Reproduce the listing below word for word, keeping every line in its original order.

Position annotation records
* * * * * * * * *

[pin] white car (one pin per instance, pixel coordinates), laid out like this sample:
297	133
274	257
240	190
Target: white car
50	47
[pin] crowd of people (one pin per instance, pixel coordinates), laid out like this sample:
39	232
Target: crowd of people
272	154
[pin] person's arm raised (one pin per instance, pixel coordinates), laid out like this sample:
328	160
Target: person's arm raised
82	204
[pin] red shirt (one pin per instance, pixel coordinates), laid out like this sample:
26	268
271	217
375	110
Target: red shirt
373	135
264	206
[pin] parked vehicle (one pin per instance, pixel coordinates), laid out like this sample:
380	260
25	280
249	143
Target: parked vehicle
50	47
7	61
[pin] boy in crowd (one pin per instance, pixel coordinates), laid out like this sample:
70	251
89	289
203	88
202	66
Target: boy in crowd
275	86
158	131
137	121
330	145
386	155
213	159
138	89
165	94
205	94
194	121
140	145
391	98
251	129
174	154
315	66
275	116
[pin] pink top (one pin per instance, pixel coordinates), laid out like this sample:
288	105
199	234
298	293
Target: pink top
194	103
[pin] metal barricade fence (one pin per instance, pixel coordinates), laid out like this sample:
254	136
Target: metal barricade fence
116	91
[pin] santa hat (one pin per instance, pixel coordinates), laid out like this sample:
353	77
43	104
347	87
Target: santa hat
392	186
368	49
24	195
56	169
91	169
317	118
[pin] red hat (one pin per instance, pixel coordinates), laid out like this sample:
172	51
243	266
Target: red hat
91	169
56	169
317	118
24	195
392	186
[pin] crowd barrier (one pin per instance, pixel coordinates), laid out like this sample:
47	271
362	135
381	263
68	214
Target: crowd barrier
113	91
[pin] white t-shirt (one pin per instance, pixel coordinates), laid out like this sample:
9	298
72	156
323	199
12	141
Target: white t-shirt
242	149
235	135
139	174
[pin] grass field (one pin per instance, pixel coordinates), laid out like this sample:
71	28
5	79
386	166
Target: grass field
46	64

* * * * * * * * *

RESULT
[pin] white car (one pin per instance, pixel coordinates), laid out like this sample:
297	133
274	257
240	190
Target: white car
50	47
[pin] crowd of people (one pin per instance, pixel coordinates), laid out like this sample:
39	232
Target: crowd of people
272	154
[pin] person's arm raised (one pin per instance, pixel coordinates), laid out like this sample:
328	160
Target: person's arm raised
82	204
[pin] red shirt (one pin per instance, pixel coordinates), laid out like this sample:
26	268
271	217
375	110
Target: red shirt
373	135
264	206
[pin] parked vehicle (one pin per instance, pixel coordinates), laid out like this sample:
380	260
25	280
249	143
Target: parked vehicle
50	47
7	61
[pin] boy in crowd (one pin per instance, pixel coordinates), laid out like this sample:
70	251
89	289
203	88
202	66
Target: boy in crowd
275	86
158	131
137	121
330	145
386	155
213	159
138	89
165	94
205	94
194	121
140	145
391	98
251	129
174	154
315	66
275	116
[pin] pink top (one pin per instance, pixel coordinates), laid out like this sample:
288	105
199	234
298	293
Target: pink top
194	103
[pin] metal barricade fence (one pin per instance, pixel coordinates), laid out like this sample:
254	136
Target: metal barricade fence
116	91
[pin] santa hat (one pin per instance, pixel coordinates), laid out like this sample:
353	77
43	104
347	87
Target: santa hat
392	186
368	49
24	195
56	169
91	169
317	118
[pin] red hat (one pin per instance, pixel coordinates), laid out like this sample:
172	51
243	266
Target: red hat
91	169
56	169
317	118
24	195
392	186
[pin] crowd barrier (one pin per instance, pixel coordinates), laid out like this sample:
47	271
362	135
381	263
68	214
Target: crowd barrier
113	91
[pin] white t-shirt (one pin per instance, pixel coordinates), laid out like this sample:
9	298
72	156
323	199
12	141
Target: white t-shirt
242	149
235	135
139	174
[pin] grass field (one pin per instance, pixel coordinates), laid out like this sample:
71	28
5	79
386	166
Target: grass field
46	64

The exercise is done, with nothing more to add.